We have found it a bit of a struggle to find organic produce in the area we live in. There is some available, but not near the varieties or selection that we enjoyed in the states.
The other thing we have noticed with regards to food is that the British seem to love to package things. At the grocery store last night, we bought cucumber, grapes, strawberries, lettuce, bananas, blueberries, onions, and apples, all of which were in some type of packaging. The only produce item we bought that was not packaged was a melon. I am not sure the cause of the packaging obsession, but it does not seem to be localized to one grocery store. We walked into a Marks and Spencer Department Store that had a grocery section a few weeks ago, and the place seemed to be entirely filled with packaged produce, meals, and drinks. The exception to this was the ability to buy bakery items in bulk.
As we have explored, we have slowly been able to find a non sprayed community garden that sells produce weekly and even has a weekly CSA, or veg-box as it is called here. There are farm stores around that we will have to investigate as well. This is a little trickier since we are commuting places by bike with our xtracycles. We are eager for the boxes we shipped from the US, especially the boxes that contain kitchen items, to arrive so that we can get into a more normal cooking and eating routine. At the moment we have one saucepan that we are using to cook, and just recently bought a all iron skillet. Unfortunately, I think all of the boxes we have shipped are still sitting in a warehouse in California, not yet having started the long sea journey to England through the Panama Canal.

* **Material**
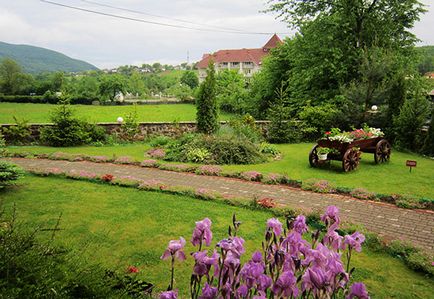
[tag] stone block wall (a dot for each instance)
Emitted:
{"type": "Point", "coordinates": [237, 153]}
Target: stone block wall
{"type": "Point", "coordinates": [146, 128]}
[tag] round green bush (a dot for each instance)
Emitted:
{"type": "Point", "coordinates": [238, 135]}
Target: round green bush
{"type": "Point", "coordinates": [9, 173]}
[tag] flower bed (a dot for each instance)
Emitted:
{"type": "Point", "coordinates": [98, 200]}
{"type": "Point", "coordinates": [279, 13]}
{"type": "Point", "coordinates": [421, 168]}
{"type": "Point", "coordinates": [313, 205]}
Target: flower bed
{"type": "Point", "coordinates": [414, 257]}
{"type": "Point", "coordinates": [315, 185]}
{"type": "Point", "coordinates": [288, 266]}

--

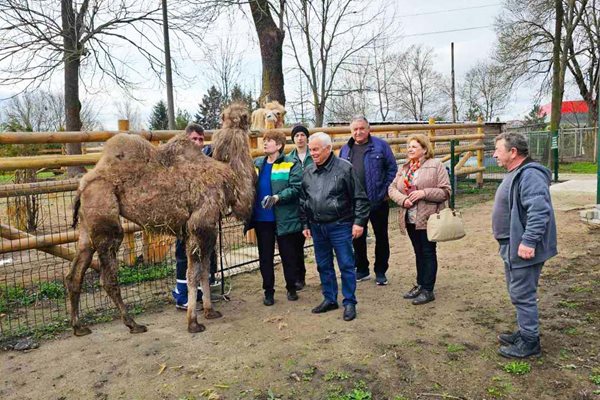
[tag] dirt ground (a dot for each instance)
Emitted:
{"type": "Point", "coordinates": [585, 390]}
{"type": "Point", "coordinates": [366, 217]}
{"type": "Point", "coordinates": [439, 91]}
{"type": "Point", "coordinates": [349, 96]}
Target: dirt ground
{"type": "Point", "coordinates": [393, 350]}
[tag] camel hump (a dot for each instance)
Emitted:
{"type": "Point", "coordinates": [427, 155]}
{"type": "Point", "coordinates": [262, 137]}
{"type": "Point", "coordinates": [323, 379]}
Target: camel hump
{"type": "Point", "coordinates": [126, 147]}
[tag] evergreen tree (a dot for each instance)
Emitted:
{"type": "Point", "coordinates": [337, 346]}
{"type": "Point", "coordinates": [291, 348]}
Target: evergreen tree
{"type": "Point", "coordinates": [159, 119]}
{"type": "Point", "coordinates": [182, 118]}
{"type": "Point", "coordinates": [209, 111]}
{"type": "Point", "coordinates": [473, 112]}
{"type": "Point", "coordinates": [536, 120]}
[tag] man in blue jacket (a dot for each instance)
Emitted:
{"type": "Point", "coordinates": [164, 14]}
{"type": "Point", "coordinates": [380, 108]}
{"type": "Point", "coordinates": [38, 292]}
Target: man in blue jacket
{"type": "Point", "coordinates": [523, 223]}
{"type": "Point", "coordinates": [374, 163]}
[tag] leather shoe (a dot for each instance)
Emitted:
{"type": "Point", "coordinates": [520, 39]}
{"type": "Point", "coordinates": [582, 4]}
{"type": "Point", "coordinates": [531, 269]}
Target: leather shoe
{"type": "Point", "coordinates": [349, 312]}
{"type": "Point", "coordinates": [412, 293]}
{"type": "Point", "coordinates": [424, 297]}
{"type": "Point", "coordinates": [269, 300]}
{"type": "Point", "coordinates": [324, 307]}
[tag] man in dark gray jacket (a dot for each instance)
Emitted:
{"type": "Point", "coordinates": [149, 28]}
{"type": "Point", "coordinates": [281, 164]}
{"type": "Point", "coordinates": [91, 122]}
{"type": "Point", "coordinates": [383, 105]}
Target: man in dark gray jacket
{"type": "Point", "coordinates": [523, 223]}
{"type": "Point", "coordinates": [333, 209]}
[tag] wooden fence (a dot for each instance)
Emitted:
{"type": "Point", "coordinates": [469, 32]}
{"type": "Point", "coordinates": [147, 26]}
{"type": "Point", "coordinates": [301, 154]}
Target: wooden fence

...

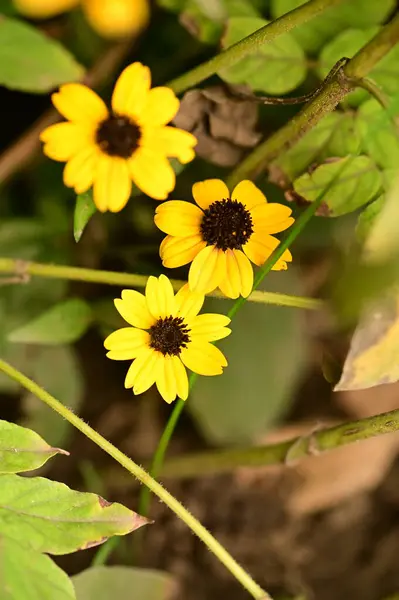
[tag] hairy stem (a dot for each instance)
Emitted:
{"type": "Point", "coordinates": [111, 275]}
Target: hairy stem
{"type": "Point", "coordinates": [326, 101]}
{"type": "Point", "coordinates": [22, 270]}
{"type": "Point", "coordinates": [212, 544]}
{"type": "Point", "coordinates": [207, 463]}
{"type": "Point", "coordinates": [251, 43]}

* **Tasks**
- A) Copy from the page excerpt on food shopping in England the passage from "We have found" to "in the states.", word for word.
- B) Extend the account of finding produce and settling in after the move to England, picking up right after its final sentence.

* **Expected responses**
- A)
We have found it a bit of a struggle to find organic produce in the area we live in. There is some available, but not near the varieties or selection that we enjoyed in the states.

- B)
A few weekends ago we explored the nearby town of Canterbury. Canterbury is larger than the town we live in, and the richer culture is apparent due to influence of the universities in the town. We enjoyed our day exploring the town, and it likely will be a place we visit often. Right next to the train station when we arrived was a place called The Goods Shed. This somewhat rustic building was filled with people selling meat, bread, organic vegetables, and an assortment of specialty and organic products as well as beer. There were also a few small cafés and restaurants. This was how I envisioned our food experiences to be when coming to the UK, and we enjoyed a delicious lunch at one of the small restaurants. After walking through the town and past the shops. We were heading back towards the train station when we passed a sign for Canterbury Whole Foods. Being cautiously optimistic that we may find actual organic products, we walked down a side street to the store. There we found a miniature version of the Olympia Food Co-op that we frequented in The US. Lots of natural products, many organic, as well as bulk foods. This will definitely be another stop on our trips to Canterbury.
As we left Canterbury Whole Foods, the woman behind the counter recommended that we visit Macknade Fine Foods in Faversham, a town about a forty minute train ride away. There was a promise that Macknade’s was similar to Canterbury Whole Foods, but much larger. We eagerly set out for Faversham last weekend to explore another town and visit Macknade’s. Unfortunately, the store, though nice, did not live up to our expectations. The store was more of a specialty shop rather than a grocery type store, and though there was a good variety of fruit and vegetables, sadly, none were organic or unsprayed.
So our adventure continues.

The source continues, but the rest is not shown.